Jobs:
• A. Return everything in the card sorting text from "Open card sorts" down to "same thing, really?", copied word for word.
• B. Carry the card sorting text forward, starting after its final sentence.

Text to read:
▬▬▬▬▬▬

One of the biggest problems facing information architects (IAs) today is crafting the perfect content hierarchy, one that quickly gets users to the information they’re looking for. To do this, information architects need to first query their users. How do the people browsing and/or searching this site think about its content? In search of an answer, IAs often employ card sorts; however, they inevitably produce a great deal of data. Knowing how to correctly structure and analyze that data can help architects attain the perfection they seek.

For the uninitiated: a card sort involves a bunch of cards, each representing a different function and/or content-type from the site being studied. Users are then asked to organize those cards into groups that make sense to them. You can learn the vocabulary surrounding card sorting in our Complete beginner’s guide to design research or checkout Donna Spencer and Todd Warfel’s Card sorting: a definitive guide for something more comprehensive.

Open card sorts are particularly difficult to analyze because they produce a variety of content structures. Different participants will give different names to different groups. You can try and make sense of it by identifying common traits across participants but there is always some guesswork involved. “Person 1” put cards A, B and C in a group called “transactions” but “person 2” put cards A and C in a group called ‘cash” and B in a group called “transfers.” Are these the same thing, really?

Due to a phenomenon known as confirmation bias, it’s easy for researchers to unassumingly create a site “in their own image,” confirming their mental models rather than manifesting that actual content structures that exist. To bring rigor to the process, I’ll explain a way to analyse open card sort data using R, an open source statistics language.

First, let’s use Excel, OpenCalc, or any other spreadsheet program and prepare the results of our recently finished open card sort.

▬▬▬▬▬▬

Saved entries:
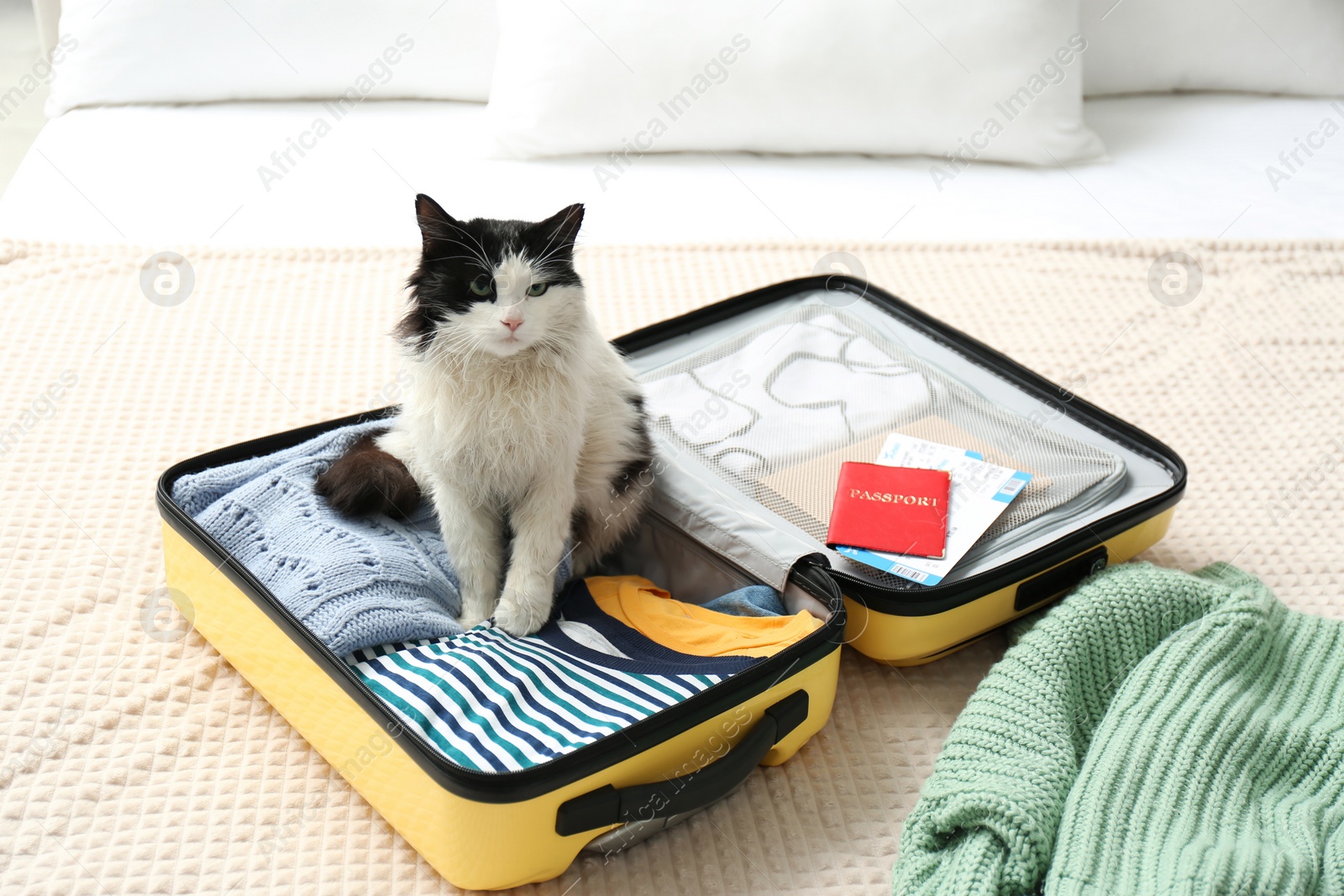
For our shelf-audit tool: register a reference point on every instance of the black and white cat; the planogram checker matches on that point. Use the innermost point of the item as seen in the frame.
(519, 414)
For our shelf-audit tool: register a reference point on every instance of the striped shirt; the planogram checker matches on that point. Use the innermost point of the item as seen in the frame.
(491, 701)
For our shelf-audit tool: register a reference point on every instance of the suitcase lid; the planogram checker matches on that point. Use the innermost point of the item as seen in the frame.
(757, 399)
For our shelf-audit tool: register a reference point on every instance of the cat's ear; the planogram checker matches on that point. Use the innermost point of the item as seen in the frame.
(562, 228)
(436, 223)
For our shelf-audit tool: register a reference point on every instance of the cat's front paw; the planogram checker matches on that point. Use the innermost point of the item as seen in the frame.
(522, 613)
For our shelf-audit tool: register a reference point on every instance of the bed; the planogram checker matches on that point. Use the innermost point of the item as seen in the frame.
(138, 761)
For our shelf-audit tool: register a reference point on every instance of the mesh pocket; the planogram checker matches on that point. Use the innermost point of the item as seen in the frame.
(777, 409)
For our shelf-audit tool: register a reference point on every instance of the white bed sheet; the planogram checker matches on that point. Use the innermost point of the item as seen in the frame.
(1180, 165)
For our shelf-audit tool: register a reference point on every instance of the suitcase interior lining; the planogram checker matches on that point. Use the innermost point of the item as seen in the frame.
(790, 495)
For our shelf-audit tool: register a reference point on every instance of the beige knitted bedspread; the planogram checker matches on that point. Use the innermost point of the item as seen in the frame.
(145, 765)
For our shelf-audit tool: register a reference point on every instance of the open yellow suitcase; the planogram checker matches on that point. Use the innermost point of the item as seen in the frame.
(756, 401)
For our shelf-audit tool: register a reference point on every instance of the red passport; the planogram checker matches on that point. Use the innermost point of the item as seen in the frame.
(897, 510)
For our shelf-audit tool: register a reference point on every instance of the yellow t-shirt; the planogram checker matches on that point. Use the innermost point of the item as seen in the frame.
(691, 629)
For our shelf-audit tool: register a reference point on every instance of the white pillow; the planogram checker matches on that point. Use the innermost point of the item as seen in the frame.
(145, 51)
(1261, 46)
(880, 76)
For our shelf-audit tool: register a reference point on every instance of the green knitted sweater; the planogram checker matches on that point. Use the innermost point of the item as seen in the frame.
(1156, 734)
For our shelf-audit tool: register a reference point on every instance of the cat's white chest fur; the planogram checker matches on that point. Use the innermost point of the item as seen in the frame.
(523, 426)
(496, 426)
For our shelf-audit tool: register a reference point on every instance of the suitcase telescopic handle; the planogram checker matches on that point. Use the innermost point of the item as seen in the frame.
(609, 805)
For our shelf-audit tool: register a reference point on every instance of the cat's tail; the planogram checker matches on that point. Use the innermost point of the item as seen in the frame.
(369, 479)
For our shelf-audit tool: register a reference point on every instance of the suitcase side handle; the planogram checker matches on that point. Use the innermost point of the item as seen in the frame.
(608, 806)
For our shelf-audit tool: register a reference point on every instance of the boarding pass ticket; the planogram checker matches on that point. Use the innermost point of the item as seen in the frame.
(980, 493)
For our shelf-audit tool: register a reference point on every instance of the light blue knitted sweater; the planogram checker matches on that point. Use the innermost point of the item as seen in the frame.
(355, 584)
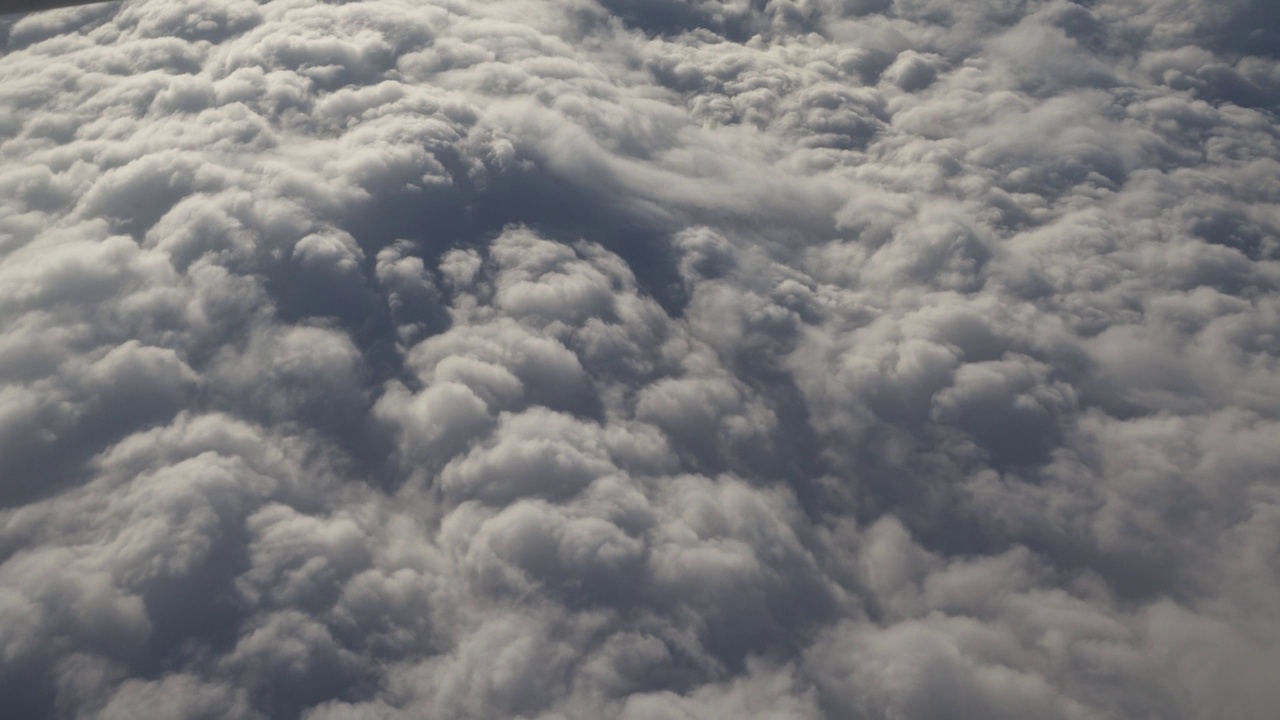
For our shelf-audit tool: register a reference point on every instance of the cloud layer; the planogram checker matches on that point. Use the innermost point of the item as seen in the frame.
(611, 359)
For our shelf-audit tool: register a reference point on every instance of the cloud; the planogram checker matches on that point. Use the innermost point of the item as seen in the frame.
(609, 359)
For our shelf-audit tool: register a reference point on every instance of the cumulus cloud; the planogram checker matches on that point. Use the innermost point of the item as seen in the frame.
(611, 359)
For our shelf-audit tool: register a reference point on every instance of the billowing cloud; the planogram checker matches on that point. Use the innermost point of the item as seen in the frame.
(611, 359)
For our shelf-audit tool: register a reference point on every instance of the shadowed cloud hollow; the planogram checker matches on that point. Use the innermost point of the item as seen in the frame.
(575, 359)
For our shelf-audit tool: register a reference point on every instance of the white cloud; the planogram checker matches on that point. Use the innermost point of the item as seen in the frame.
(611, 359)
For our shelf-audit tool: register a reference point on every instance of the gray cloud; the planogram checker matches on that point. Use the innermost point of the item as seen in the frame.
(790, 359)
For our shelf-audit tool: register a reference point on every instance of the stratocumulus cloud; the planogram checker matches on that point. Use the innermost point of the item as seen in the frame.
(583, 359)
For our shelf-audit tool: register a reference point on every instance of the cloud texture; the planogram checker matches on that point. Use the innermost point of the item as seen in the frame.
(576, 359)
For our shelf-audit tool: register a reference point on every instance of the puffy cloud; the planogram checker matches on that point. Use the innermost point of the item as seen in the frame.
(612, 359)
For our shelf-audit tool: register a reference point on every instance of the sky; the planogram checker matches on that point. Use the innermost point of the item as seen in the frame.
(672, 359)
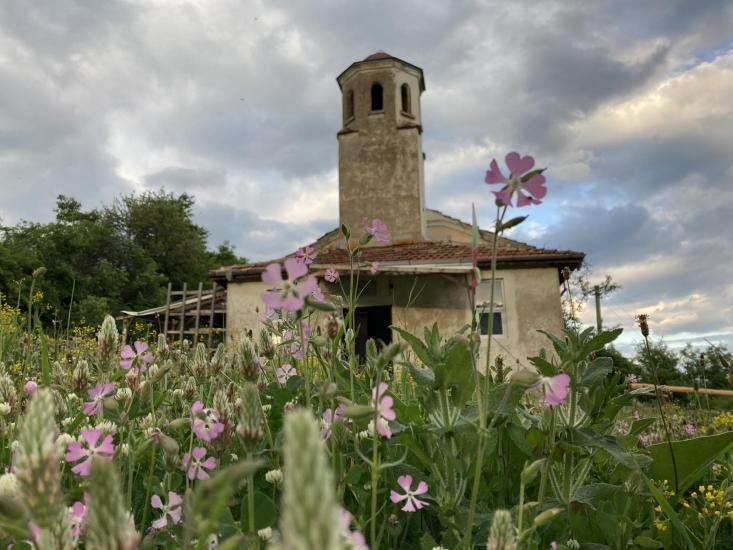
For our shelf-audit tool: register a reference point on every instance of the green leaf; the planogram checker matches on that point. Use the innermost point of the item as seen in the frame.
(693, 456)
(422, 377)
(647, 542)
(596, 371)
(609, 444)
(669, 512)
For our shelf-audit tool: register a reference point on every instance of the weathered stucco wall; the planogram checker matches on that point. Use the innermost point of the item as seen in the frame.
(531, 302)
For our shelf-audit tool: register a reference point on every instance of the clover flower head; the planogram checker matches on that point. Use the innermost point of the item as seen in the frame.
(139, 355)
(412, 503)
(172, 510)
(329, 417)
(288, 294)
(98, 394)
(194, 464)
(383, 404)
(331, 275)
(306, 255)
(519, 181)
(30, 387)
(206, 423)
(104, 451)
(377, 229)
(555, 388)
(284, 373)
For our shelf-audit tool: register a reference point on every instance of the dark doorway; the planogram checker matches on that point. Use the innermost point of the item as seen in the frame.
(372, 322)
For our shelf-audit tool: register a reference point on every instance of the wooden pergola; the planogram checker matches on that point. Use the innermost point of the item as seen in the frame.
(195, 313)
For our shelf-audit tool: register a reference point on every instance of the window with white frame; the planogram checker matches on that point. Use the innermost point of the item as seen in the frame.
(483, 300)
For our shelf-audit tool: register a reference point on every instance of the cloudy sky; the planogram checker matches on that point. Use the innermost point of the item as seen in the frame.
(629, 105)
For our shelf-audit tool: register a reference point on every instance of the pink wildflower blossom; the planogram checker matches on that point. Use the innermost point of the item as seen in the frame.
(284, 373)
(196, 468)
(103, 451)
(518, 166)
(383, 403)
(98, 394)
(556, 389)
(412, 504)
(288, 295)
(306, 255)
(140, 355)
(206, 423)
(377, 229)
(172, 509)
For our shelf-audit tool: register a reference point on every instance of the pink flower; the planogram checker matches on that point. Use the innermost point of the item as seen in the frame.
(206, 423)
(284, 373)
(103, 451)
(331, 275)
(518, 166)
(412, 503)
(287, 294)
(383, 403)
(78, 515)
(306, 255)
(556, 389)
(377, 229)
(197, 468)
(98, 394)
(329, 417)
(172, 509)
(128, 357)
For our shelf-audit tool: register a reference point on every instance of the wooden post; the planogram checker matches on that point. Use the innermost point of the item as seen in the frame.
(211, 315)
(198, 314)
(167, 311)
(183, 311)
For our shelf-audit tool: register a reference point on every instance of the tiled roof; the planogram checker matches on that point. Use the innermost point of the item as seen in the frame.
(510, 254)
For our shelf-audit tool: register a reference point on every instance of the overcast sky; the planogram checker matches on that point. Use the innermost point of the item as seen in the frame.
(629, 105)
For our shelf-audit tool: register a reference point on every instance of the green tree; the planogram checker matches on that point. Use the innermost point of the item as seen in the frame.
(665, 360)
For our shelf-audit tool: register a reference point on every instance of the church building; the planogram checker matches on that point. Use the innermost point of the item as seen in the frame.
(423, 275)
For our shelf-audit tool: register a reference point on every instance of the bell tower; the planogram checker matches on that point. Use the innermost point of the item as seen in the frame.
(380, 146)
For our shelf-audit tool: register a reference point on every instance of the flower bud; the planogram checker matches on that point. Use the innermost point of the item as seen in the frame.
(247, 361)
(501, 535)
(108, 342)
(251, 420)
(274, 476)
(80, 375)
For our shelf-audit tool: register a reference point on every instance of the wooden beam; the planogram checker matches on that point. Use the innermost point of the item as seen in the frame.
(183, 313)
(211, 315)
(685, 389)
(198, 314)
(167, 311)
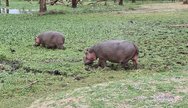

▬▬▬▬▬▬

Expected outputs:
• A.
Open card sorts are particularly difficult to analyze because they produce a variety of content structures. Different participants will give different names to different groups. You can try and make sense of it by identifying common traits across participants but there is always some guesswork involved. “Person 1” put cards A, B and C in a group called “transactions” but “person 2” put cards A and C in a group called ‘cash” and B in a group called “transfers.” Are these the same thing, really?

• B.
### Preparing the data

Open your spreadsheet program of choice and create two column headers: Participant and Group. Next, create a column for each content/functionality card used in your sort.

Create a number of rows equal to the **total number of groups** that resulted from your study. For example, if two participants created three groups each, you’d have six rows. Assign a row to each participant’s group and then sub-divide these rows by participant. Figure 1 exhibits the final row/column structure more clearly:

In the screenshot above, you can see that the first participant (P1) created five (5) groups and the second (P2) created six (6) groups.

The columns other than “Participant” and “Group” are given names that correspond with your cards. Consider using abbreviations here because, later on, we’ll display these names in a chart where longer names are unlikely to fit well (16 characters is a good length). Column Q, for example, is called ‘See portfolio’ when it actually represents a page where users could view a portfolio of products online.

Next, mark whether each group contains a given card. If it does, that group-column pair gets a 1. If it doesn’t, it gets a 0. In the above example the cards “New_login,” “Name_supplier,” Change_contact_details,” “Change_security_questions,” and ”Change_password” appear as red, highlighted columns. Because they belong to the first participant’s fifth group – the row marked in red – they get a 1 where they intersect and a 0 elsewhere.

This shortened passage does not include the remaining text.